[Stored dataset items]
- - -
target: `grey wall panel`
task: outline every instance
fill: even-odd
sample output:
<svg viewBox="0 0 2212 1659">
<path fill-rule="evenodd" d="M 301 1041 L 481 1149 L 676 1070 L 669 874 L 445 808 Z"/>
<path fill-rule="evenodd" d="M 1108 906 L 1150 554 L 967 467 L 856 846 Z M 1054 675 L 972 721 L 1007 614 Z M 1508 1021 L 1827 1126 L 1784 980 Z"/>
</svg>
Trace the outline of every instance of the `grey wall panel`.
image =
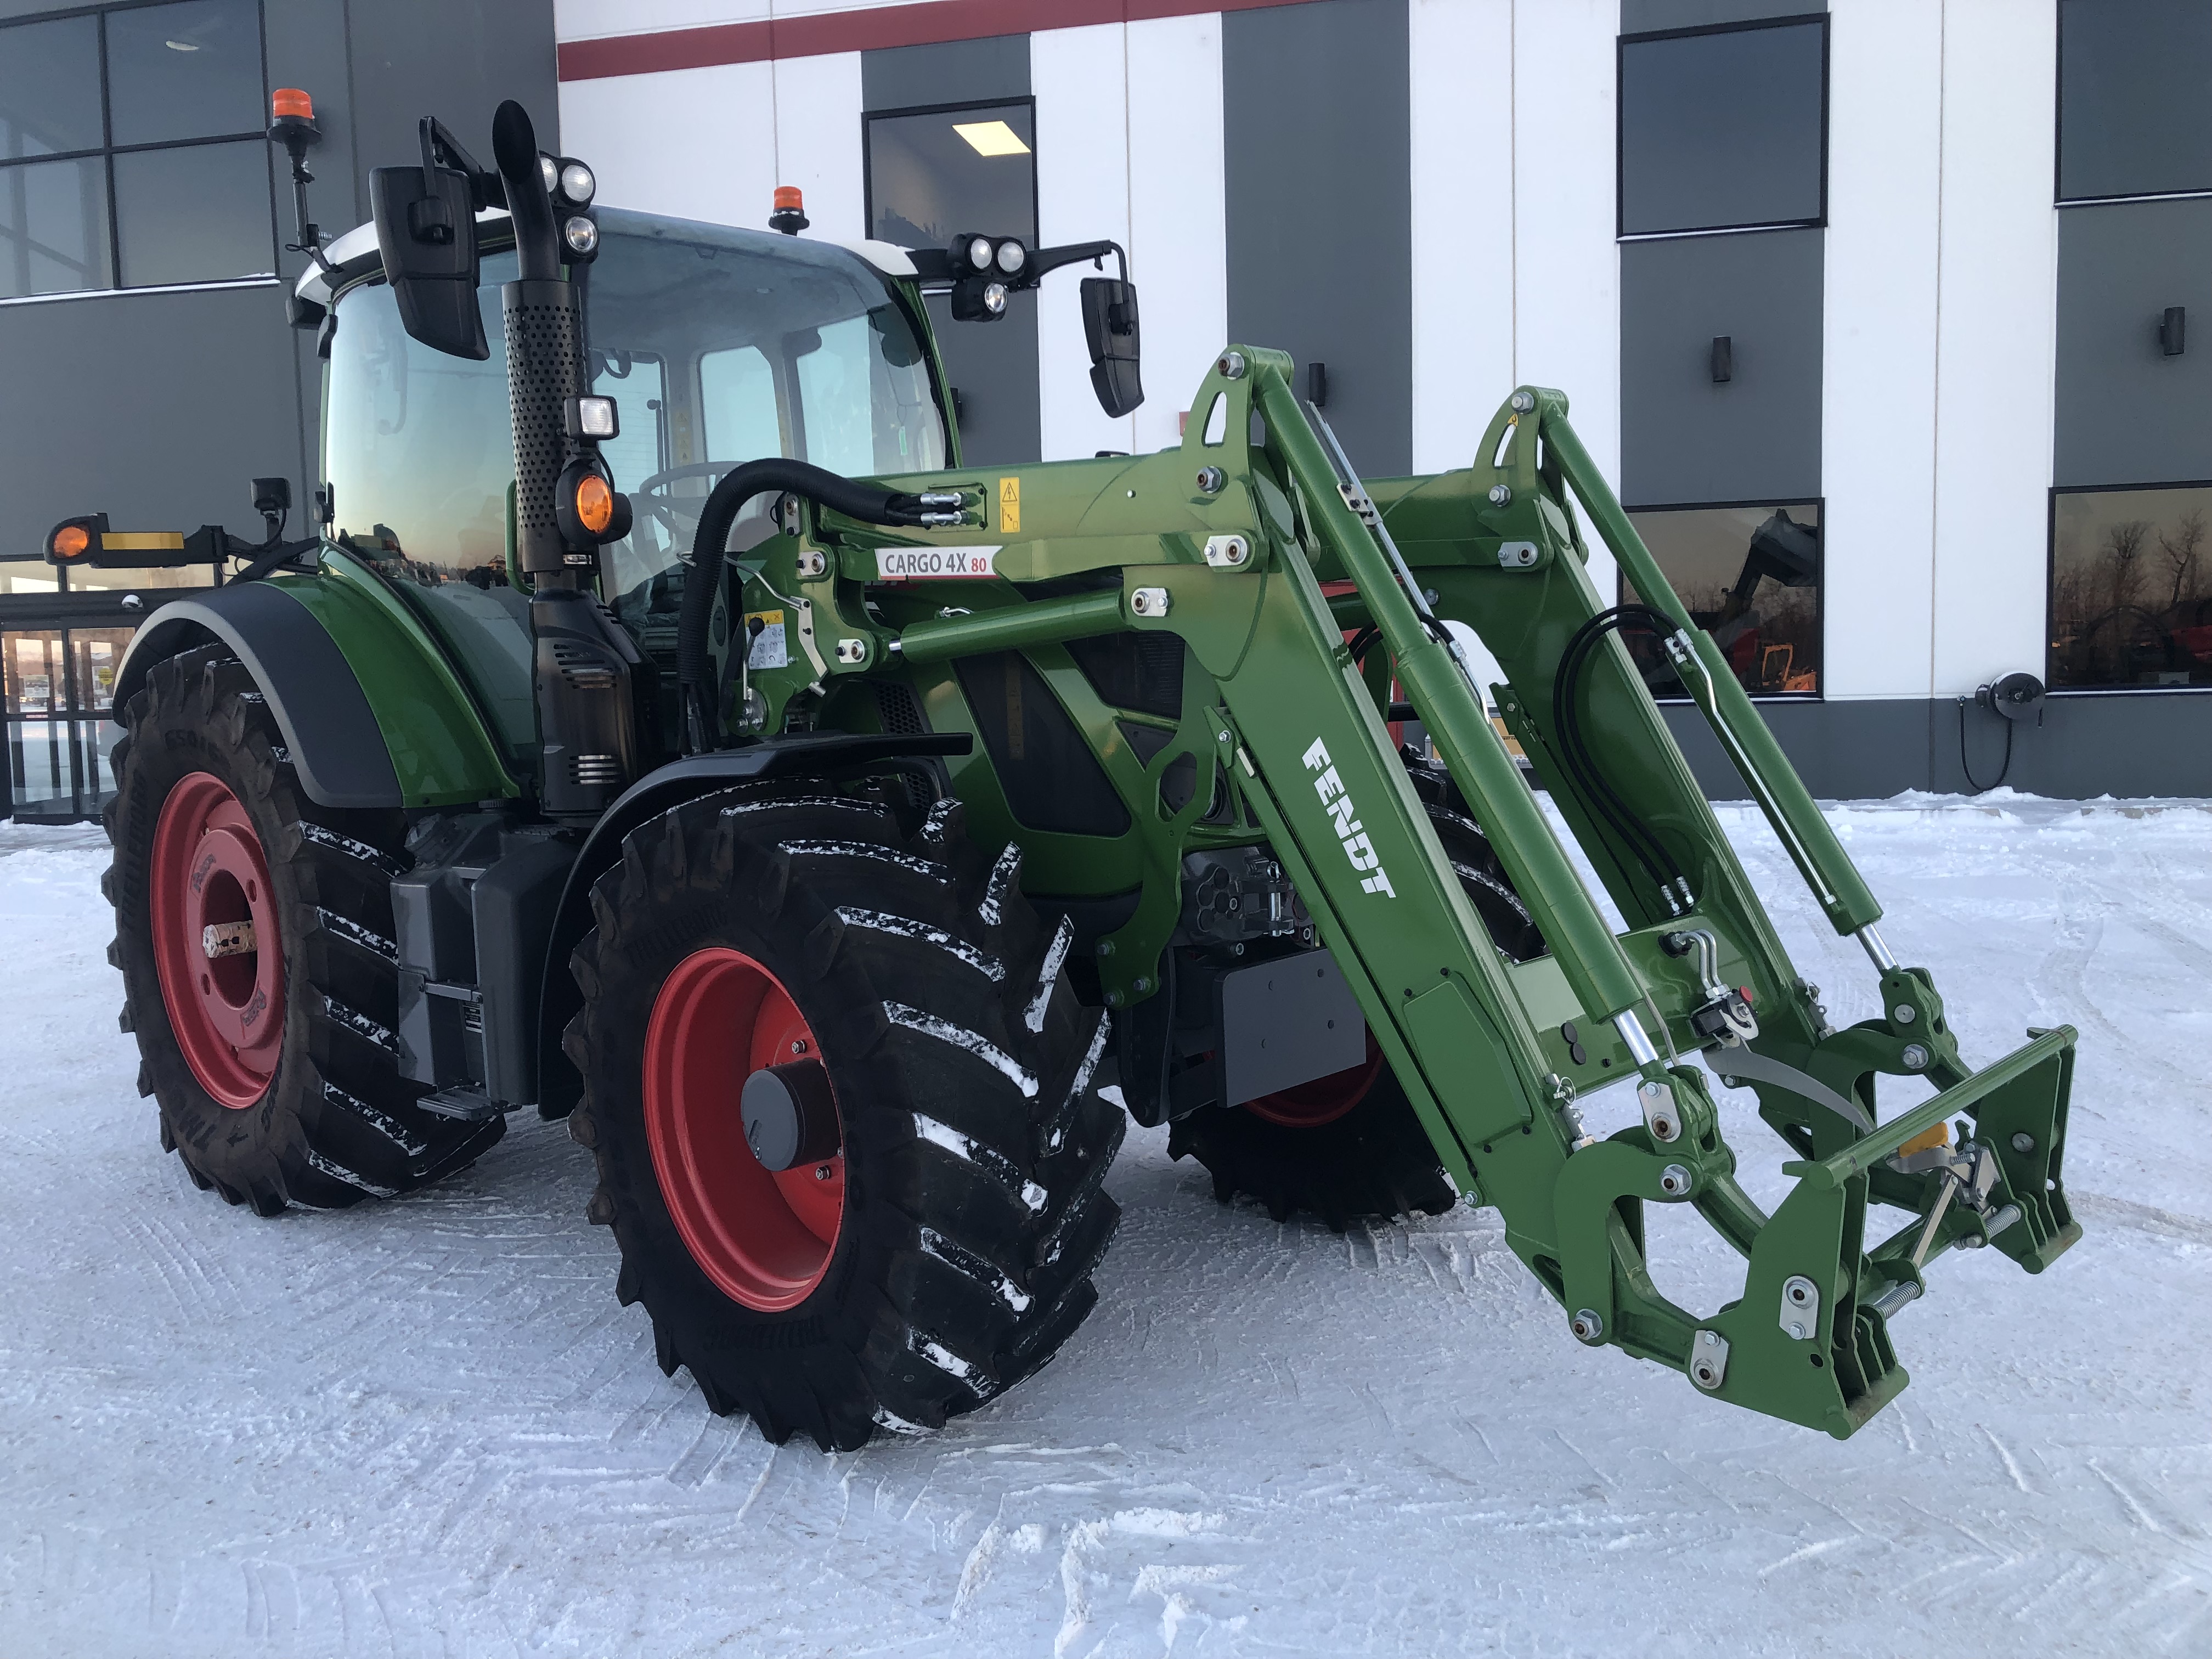
<svg viewBox="0 0 2212 1659">
<path fill-rule="evenodd" d="M 1369 476 L 1413 465 L 1408 50 L 1406 0 L 1221 20 L 1229 332 L 1296 357 L 1301 395 L 1328 365 L 1322 413 Z"/>
<path fill-rule="evenodd" d="M 33 552 L 55 522 L 118 530 L 223 524 L 258 533 L 247 480 L 301 482 L 292 331 L 274 287 L 128 294 L 0 307 L 0 547 Z M 294 523 L 299 523 L 297 514 Z"/>
<path fill-rule="evenodd" d="M 1620 250 L 1620 495 L 1634 506 L 1820 493 L 1821 238 L 1758 231 Z M 1733 343 L 1714 384 L 1712 342 Z"/>
<path fill-rule="evenodd" d="M 1747 798 L 1742 781 L 1695 708 L 1670 703 L 1668 730 L 1714 800 Z M 1904 789 L 1956 794 L 1968 788 L 1959 760 L 1959 705 L 1952 698 L 1759 705 L 1790 764 L 1822 800 L 1870 800 Z M 1966 755 L 1976 781 L 1993 782 L 2004 760 L 2004 729 L 1966 710 Z M 2059 800 L 2100 795 L 2212 795 L 2212 692 L 2126 692 L 2059 696 L 2043 723 L 2013 733 L 2005 785 Z"/>
<path fill-rule="evenodd" d="M 2059 0 L 2058 194 L 2212 189 L 2212 6 Z"/>
<path fill-rule="evenodd" d="M 1828 0 L 1620 0 L 1620 32 L 1698 29 L 1762 17 L 1802 17 L 1827 9 Z"/>
<path fill-rule="evenodd" d="M 860 54 L 860 107 L 915 109 L 1030 95 L 1030 38 L 995 34 Z"/>
<path fill-rule="evenodd" d="M 559 151 L 553 0 L 356 0 L 346 19 L 355 223 L 368 217 L 370 167 L 421 160 L 426 115 L 489 167 L 492 112 L 513 98 L 530 112 L 539 145 Z"/>
<path fill-rule="evenodd" d="M 2188 311 L 2187 349 L 2159 319 Z M 2212 478 L 2212 200 L 2058 216 L 2057 482 Z"/>
</svg>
- - -
[INSTRUCTIONS FOR THE TASK] In the records above, how many lines include "panel"? Give that number and nothing more.

[TASK OUTPUT] 2